▶ Your goal
Set each record down exactly, excluding all images.

▶ The records
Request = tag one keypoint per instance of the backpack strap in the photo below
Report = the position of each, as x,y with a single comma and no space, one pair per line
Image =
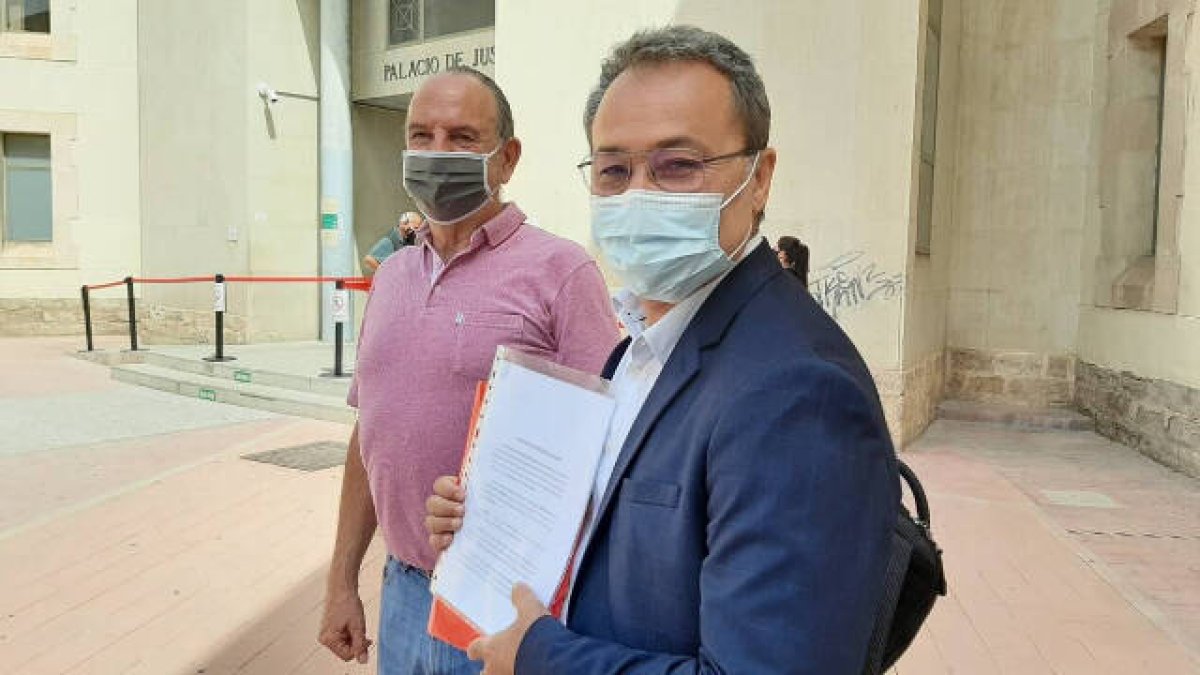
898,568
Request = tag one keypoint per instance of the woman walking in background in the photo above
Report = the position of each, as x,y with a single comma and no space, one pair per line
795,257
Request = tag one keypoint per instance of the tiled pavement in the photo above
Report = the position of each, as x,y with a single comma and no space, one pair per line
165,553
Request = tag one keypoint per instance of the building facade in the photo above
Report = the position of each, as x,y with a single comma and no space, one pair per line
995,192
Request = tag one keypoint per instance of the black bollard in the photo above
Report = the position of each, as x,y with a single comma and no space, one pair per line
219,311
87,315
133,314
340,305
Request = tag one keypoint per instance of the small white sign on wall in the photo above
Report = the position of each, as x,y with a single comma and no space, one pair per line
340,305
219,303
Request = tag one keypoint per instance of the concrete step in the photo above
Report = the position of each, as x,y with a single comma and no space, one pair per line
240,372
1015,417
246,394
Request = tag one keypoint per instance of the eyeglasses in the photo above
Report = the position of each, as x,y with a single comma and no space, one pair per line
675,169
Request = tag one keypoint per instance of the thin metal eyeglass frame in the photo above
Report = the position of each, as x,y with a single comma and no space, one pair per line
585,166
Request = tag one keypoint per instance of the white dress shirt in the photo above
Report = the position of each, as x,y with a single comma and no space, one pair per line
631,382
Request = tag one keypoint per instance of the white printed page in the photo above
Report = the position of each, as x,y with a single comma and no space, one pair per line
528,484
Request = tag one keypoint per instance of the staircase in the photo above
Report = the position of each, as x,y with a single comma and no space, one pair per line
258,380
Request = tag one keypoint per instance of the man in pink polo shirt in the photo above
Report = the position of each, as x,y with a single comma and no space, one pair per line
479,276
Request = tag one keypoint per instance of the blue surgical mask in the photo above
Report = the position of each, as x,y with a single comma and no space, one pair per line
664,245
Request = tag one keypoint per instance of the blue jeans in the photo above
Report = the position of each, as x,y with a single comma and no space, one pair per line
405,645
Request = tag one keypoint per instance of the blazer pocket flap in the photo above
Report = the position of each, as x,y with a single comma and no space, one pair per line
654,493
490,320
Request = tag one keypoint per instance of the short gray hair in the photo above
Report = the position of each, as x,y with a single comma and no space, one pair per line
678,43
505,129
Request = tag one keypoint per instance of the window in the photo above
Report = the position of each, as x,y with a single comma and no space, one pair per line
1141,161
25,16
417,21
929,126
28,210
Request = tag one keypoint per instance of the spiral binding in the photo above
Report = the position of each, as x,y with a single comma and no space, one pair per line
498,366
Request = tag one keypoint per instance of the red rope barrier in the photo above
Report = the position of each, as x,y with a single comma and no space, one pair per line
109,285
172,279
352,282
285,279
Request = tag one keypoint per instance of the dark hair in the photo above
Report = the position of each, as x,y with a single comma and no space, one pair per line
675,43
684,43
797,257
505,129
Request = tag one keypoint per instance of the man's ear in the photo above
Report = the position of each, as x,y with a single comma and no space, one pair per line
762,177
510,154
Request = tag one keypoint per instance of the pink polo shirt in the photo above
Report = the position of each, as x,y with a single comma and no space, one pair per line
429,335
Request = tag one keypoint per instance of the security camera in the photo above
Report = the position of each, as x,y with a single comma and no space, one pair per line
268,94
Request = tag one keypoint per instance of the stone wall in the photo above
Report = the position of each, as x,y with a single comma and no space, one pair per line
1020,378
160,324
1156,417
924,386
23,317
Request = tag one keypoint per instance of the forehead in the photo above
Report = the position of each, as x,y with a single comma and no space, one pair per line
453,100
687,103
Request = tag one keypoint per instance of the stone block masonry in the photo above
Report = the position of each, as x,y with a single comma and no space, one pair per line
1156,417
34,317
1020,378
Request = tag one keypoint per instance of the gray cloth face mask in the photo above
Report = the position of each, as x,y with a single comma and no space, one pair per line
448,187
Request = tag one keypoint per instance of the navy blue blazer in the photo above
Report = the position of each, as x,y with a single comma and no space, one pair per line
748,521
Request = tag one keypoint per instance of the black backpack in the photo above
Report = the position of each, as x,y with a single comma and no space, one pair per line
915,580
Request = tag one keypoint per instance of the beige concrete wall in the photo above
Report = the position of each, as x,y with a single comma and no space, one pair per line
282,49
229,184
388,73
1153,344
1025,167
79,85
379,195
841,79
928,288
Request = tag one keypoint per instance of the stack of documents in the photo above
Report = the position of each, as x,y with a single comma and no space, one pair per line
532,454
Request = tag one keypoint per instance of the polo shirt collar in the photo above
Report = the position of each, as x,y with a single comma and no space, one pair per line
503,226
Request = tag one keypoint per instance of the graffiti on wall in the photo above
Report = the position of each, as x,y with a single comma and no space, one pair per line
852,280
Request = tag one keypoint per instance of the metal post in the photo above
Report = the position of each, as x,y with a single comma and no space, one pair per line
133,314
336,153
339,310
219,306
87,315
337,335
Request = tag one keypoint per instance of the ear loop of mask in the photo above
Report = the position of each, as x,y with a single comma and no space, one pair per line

▶ Solution for this task
Request = tag one keypoint per instance of the backpack strap in the photo below
Report = the position of each, as x,y with a single comma and no space, one pair per line
Image =
898,568
Request = tag one keypoint per instance of the woman walking in background in the photo above
Report = the position of each, as x,y with a single comma and no space, one pair per line
795,257
Request = tag one keypoint per instance of the tiled pavement in the photo above
Report = the position of each, as x,y with a single comma and no space, one pair per line
165,553
Request = tag one keypoint per instance of the building facade in the photo above
Report = the position of each, as x,y with a single comma and no space, one pair per line
995,192
Request = tag one keypoint per instance of the black bollard in the photo above
Report = the position of each, as x,y with a single comma and no space, one pair per line
219,311
87,315
133,314
340,305
Request = tag one keypoint per instance of the small white sign on wall in the photo above
Report = the position of each, as x,y with a single comma and no space, one pair per line
340,305
219,303
Request = tag one keypoint per instance of the concrete step in the photo above
Report = the position of each, as x,y with a single comma and no space, one pair per line
240,372
1015,417
246,394
Request = tag one keypoint per instance of the eyeglasses in the photo above
Report = the position of each, as x,y with a single comma and no space, one pair per line
675,169
Request = tag one keypoint per instance of the thin metal eyeglass frame in the photo above
Report = the position of each, as x,y with a single comma and no space, one pair per line
585,166
Request = tag one keypoint per instance of the white dress shirt in the photo above
Report = the position of each, as x,y with a single comma and no space, one pair per line
631,382
Request = tag one keypoint per instance of the white printed page in the photo above
Report = the position of each, as x,y with a single comma and no space, one pair per line
528,484
Request = tag one keypoint per instance of the staircase in the photo above
Report = the position of each, as x,y with a single comma and no space, one pair per line
258,380
Request = tag one keypoint per instance of the man in pink polo shirt in the photo above
Report = the position of each, as x,y with a single comma and no space, one pair per line
479,276
Request = tag one keypoint per instance of the blue surgical mask in the photo above
Report = the position of each, as x,y with a single comma and no space, one pair per line
664,245
Request = tag one keypoint per instance of the blue jeans in the photo above
Report = the position of each, as x,y with a single comma and no space, one pair per line
405,645
Request = tag one keypoint per instance of the blazer pocket flap in the photo above
Report = the position of each, as x,y with a single comma and no space, one pair per line
654,493
490,320
Request = tag one keypoint per instance of the short gray hair in the photo above
Report = the position of each, as x,y with a single comma and no space, one pair per line
678,43
505,129
Request = tag one keypoint per instance of the window in the photo above
Report = the position of each, as x,y with a single comma and no space, one pair per line
1141,161
25,16
417,21
929,126
28,210
Request = tag one keypoint per instance of the spiral binding in the photo above
Report = the position of each, as x,y with a single comma and no space, one pair per line
498,366
Request = tag one keypoint per instance of the red rope barrier in the photo above
Report = the position of each, as x,y with a single comma and no space, one pair per line
109,285
172,279
352,282
285,279
Request = tag one keypoint per instance of the dark hair in the photo above
Report = the position of each, as x,y with a single comma and no space, one pair per line
675,43
684,43
797,257
505,129
Request = tag one keypoint per instance of the man's ear in the photo above
Report = the position of each, as x,y with a single comma and no space, one pair per line
762,177
510,154
Request = tag one keypoint per instance of the pink polo shirt in the photo above
Report = the position of each, as x,y with a single comma and no space, one pair per line
429,335
Request = tag one keypoint per instance of the security camera in the photo above
Report = the position of each, as x,y with a single comma and no space, one pair per line
268,94
Request = tag one keypoint per instance of the stone wall in the photo above
Report = the position of each, as x,y with a single comma and no space, one pair per line
1020,378
160,324
1156,417
924,386
23,317
Request = tag one keypoint per instance of the forehead in the photo above
Report = the position of each, as x,y with a single comma and no space, one pair per line
453,100
687,103
Request = tag one keypoint per instance of the stone block masonry in the photo above
Report = the position of each, as x,y with a single comma and no space, one pair per line
1156,417
34,317
1020,378
Request = tag one keypoint per instance of the gray cloth face mask in the photo above
Report = the position of each, as x,y with a single comma and no space, one pair per line
448,187
Request = tag one keypoint per instance of the navy blue blazer in the photo above
Report = the position of each, as x,y with a single comma and no space, one pair per line
748,521
Request = tag one keypoint per instance of the black backpack in the photo above
Report = the position of each, as x,y with a single comma and no space, one pair per line
915,580
Request = tag one keypoint per instance of the beige concrete wall in the photo above
Report = the position of each, as x,y with a single comma and no space, one pair per line
282,49
229,184
388,73
1153,344
1025,167
79,85
379,195
841,79
928,288
Request = tag one keypoint per instance of the stack of documents in the photo above
Report = the position of each, as x,y with a single comma and no space, one pair per line
532,454
Request = tag one keypoint per instance of the polo shirt collar in the photo above
Report = the position of each, as x,y with a single comma and no space, one pair per line
503,226
Request = tag one keypoint per instance of the graffiti on wall in the photo above
Report = the position of each, as x,y with a single comma and no space, one pair per line
852,280
Request = tag one keypoint per instance of the metal post in the photo above
Report = the position of each, as x,y with a single comma and no space, one pair per line
133,314
336,153
339,310
219,306
87,315
337,335
Request = tag one keypoint per instance of the ear loop of mask in the photo above
Report = the position of each, as x,y with a single comma and no space, one pair per line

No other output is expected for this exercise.